» Directions for this task
Rewrite all of the material below, swapping every occurrence of "integer pixel values" for "whole-number pixel coordinates" and leaving everything else unchanged.

Pointing entries for named objects:
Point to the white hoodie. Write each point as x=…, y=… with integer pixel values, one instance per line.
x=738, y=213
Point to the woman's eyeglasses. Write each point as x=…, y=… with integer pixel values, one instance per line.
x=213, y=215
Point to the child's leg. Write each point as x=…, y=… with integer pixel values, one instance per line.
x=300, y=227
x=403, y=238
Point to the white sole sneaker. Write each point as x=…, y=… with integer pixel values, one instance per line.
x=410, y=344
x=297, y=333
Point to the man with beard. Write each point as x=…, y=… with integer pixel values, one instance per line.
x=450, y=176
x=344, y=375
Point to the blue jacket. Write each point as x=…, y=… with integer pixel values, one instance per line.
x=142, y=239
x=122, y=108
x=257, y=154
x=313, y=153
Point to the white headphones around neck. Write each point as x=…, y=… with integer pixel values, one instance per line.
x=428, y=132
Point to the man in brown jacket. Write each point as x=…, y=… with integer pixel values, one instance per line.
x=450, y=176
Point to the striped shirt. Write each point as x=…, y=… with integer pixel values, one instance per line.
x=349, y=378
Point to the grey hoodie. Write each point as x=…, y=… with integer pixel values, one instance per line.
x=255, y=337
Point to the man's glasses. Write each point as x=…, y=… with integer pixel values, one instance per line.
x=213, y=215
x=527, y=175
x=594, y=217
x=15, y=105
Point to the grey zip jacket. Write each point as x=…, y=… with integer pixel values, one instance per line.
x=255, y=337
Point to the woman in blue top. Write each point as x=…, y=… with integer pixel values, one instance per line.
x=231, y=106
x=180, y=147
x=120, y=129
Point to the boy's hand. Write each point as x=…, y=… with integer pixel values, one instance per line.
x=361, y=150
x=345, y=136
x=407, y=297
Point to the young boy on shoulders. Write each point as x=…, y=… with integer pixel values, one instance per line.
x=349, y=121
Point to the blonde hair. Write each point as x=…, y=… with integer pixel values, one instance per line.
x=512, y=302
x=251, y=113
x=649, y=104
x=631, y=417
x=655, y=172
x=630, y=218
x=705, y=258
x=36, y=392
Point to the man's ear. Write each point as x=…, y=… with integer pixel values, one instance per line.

» Solution for this problem
Point to the white hoodie. Write each point as x=…, y=… with whole-number pixel coordinates, one instance per line.
x=738, y=213
Point to the woman's eyeglasses. Write each point as x=…, y=… with whole-number pixel coordinates, one instance per line.
x=213, y=215
Point to the child's leg. Write each point as x=…, y=… with whole-number pixel coordinates, one instance per line.
x=300, y=227
x=403, y=238
Point to the white sole sneaker. Write each point as x=…, y=… with whole-number pixel coordinates, one instance per line.
x=410, y=344
x=297, y=333
Point to the man with beard. Write each point as x=…, y=… with whole-number pixel coordinates, one instance per line.
x=450, y=176
x=344, y=375
Point to the blue jacket. Write each point as x=…, y=… with whole-number pixel coordinates, one instance per line.
x=142, y=239
x=122, y=108
x=257, y=154
x=313, y=153
Point to the white headphones around neck. Write each point as x=…, y=… with whole-number pixel coordinates, one instance per line.
x=428, y=132
Point to the man in brown jacket. Write each point as x=…, y=… with whole-number pixel coordinates, one instance per line.
x=450, y=176
Point to the striped shirt. Write each point as x=…, y=… with whole-number pixel coordinates, one instance per line.
x=349, y=378
Point to the grey hoodie. Write each point as x=…, y=… with whole-number pixel coordinates, one instance per line.
x=255, y=337
Point to the man's glasses. Write each point as x=…, y=… with whole-number pixel coordinates, one instance per line.
x=213, y=215
x=527, y=175
x=594, y=217
x=15, y=105
Point to the grey zip jacket. Write each point as x=…, y=… with whole-number pixel coordinates, one instance per line.
x=255, y=337
Point to the woman in blue top. Write each point as x=…, y=… with whole-number pixel coordinates, one instance per line.
x=231, y=106
x=180, y=147
x=120, y=129
Point to the boy's hand. Write each point as x=…, y=… with whole-number pixel coordinates, one instance per line.
x=361, y=150
x=345, y=136
x=407, y=297
Point to the young boy on shoulders. Write each point as x=…, y=… with whole-number pixel coordinates, one instance per line.
x=349, y=121
Point to the blonde hair. Write each point as x=…, y=… with whole-number pixel coordinates, one instance per line.
x=512, y=302
x=251, y=113
x=649, y=104
x=631, y=417
x=655, y=172
x=630, y=218
x=705, y=258
x=36, y=392
Point to the man's ear. Write each point as x=…, y=… with whole-number pixel coordinates, one instance per line.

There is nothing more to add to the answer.